_EXCERPTED TEXT_
--- START ---

An interview with an abomination

Interviewed by Greg Manchurian. Transcribed by Betsy Goodspeed.

Greg sits down with writer and performer, Josh Mensch, to talk about fear, regret, and his new show, “Abomination”.

Greg: Hi Josh, thanks for joining me!

Josh: Of course! Happy to be h-

G: What are you most afraid of? What comes to mind when you hear the word “fear” or “scared”? Is there something you feel you’re disproportionately afraid of?

J: Wow, okay, um, yes. It’s a bit embarrassing though.

G: Is it clowns?

J: No, although I totally understand that one. My biggest fear is that I’m going to shit myself.

G: Is this something medical?

J: I don’t think so, potentially a manifestation of anxiety-

G: Have you shit yourself before?

J: Never accidentally.

G: What?

J: But it’s usually a performing thing; I’ll be scared that it’ll happen on stage in front of lots of people and it’ll just be too humiliating to keep existing.

G: Right. Well, being on stage in front of LOTS of people isn’t something you need to fear.

J: Well-

G: What is your biggest regret?

“I’m in semi-constant fear that I’m going to shit myself.”

J: Sorry?

G: No need to apologise, just answer the question. Biggest regret; go!

J: Tough question.

G: Lot’s of regrets?

J: No, the opposite, really. Other than small instances of running my mouth that only seem to filter through my memory into my mind in the middle of the night, I don’t really have anything that could be “the biggest regret”. I regret not doing some things. Like, not believing in my own abilities, not going out when people had great nights, not having general social confidence. I guess my biggest regret would be carrying around an inordinate amount of doubt in myself for a good five to six years. Yeah.

G: Okay, maybe a bit too introspective. Bit of a weak answer, really. I wanted something exciting. A spectacle. I wanted a story about you shitting yourself on purpose.

J: Right. Can we move on? Talk about my-

G: You’re doing a show at the Hold- Theb- Holden Street Theatres, yes?

J: Yes.

G: What is it?

J: What is… My show?

G: Yup, what is it?

J: Uhh, it’s a one man comedy theatre show abo-

G: Right, why would anyone want to see that?

J: Well, if you hold tight just a minute, I’ll tell you. It’s about loss and obsession, and the absurdity of navigating those things, and the loneliness you can feel, no matter how many people are around you. It’s a fairly universal theme. I feel it’s accessible to most people who have experienced loss of any kind, be it a pet, or a job, or a favourite TV show, or a loved one.

G: So it’s sad, then? How is it a comedy?

--- END ---

_PROBLEMS AND TASKS_
1: Do these statements agree with the interview? Give yes or no for each, with the words from the interview that decide it.
(a) Josh describes his show as a one man comedy theatre show.
(b) Josh says his biggest fear is clowns.
(c) Greg Manchurian transcribed the interview.
2: According to the interview, for how long did Josh carry around doubt in himself?
3: Continue the interview with Josh Mensch after Greg's question "How is it a comedy?"

_RECORDS_
--- START ---

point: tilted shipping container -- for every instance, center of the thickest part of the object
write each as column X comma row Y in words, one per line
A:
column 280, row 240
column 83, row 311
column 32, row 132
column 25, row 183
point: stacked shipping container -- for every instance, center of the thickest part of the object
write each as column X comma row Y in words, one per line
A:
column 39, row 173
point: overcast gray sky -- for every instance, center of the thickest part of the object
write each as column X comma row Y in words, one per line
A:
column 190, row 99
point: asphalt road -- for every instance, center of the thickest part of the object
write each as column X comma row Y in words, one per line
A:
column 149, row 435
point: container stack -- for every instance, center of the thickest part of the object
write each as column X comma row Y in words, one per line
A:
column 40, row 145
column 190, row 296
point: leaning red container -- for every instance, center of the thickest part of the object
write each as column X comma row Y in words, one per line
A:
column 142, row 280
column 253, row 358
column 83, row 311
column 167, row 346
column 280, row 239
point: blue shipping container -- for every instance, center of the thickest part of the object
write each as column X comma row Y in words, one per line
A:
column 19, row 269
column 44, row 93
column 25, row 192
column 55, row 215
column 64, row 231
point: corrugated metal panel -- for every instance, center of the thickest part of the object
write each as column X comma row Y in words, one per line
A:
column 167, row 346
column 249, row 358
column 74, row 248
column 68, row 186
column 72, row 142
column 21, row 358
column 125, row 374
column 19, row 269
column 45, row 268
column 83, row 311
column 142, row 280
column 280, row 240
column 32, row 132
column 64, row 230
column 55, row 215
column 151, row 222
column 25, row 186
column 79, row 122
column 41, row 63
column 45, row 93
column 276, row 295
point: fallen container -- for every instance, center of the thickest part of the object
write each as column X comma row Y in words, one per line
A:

--- END ---

_PER-TASK OUTPUTS_
1:
(a) Yes: "it’s a one man comedy theatre show abo-"
(b) No: "No, although I totally understand that one. My biggest fear is that I’m going to shit myself."
(c) No: "Transcribed by Betsy Goodspeed."

2: For a good five to six years.

3:
J: Comedy is just tragedy with time, so they say, and this show finds those moments of time, where things are surreal, confusing, and sometimes funny. Laughter is pure and involuntary, and I think it has the capacity to be a great healer, or at the very least a good companion. You should take note.

G Right, whatever. So this saddo show, seems like your first rodeo..?

J: No, this will be my tenth fringe as a performer, but my first solo show, yes. Who did you research?

“Laughter is pure and involuntary, and I think it has the capacity to be a great healer, or at the very least, a good companion.”

G: I did. So what you’re saying is no one wanted to work with you this year?

J: I wanted to explore my practice from a neutral, singular place. I wanted to reassess some goals, and find some strategies to achieve those goals. Something I recommend for those vocationally frustrated, like yourself perhaps. I had a hiatus from performing and creating last year, and this show is the result of that time off.

G: Alright… Do you have anything else you want to say?

J: No. I think we’ve covered everything.

G: Nothing you want to ask me?

J: Um, other than “what’s your problem with me?”, no.

G: My problem… I’ve asked you tons of questions about yourself, and you finally ask me one and it’s about you… What about my projects? What about me?!

J: Oh, sorry, I thought this was press for my sho-

G: My show! MY SHOW! Put my fucking name on the top so people know it’s MY SHOW!!! What about my show, Josh?!?

J: Are you doing a show?

G: NO! But you didn’t know that, and you didn’t care.

J: I’m sorry.

G: Whatever. Get out!

J: Prick.

Josh Mensch: Abomination is playing at Holden Street Theatres from the 28th of February to the 15th of March, except Mondays.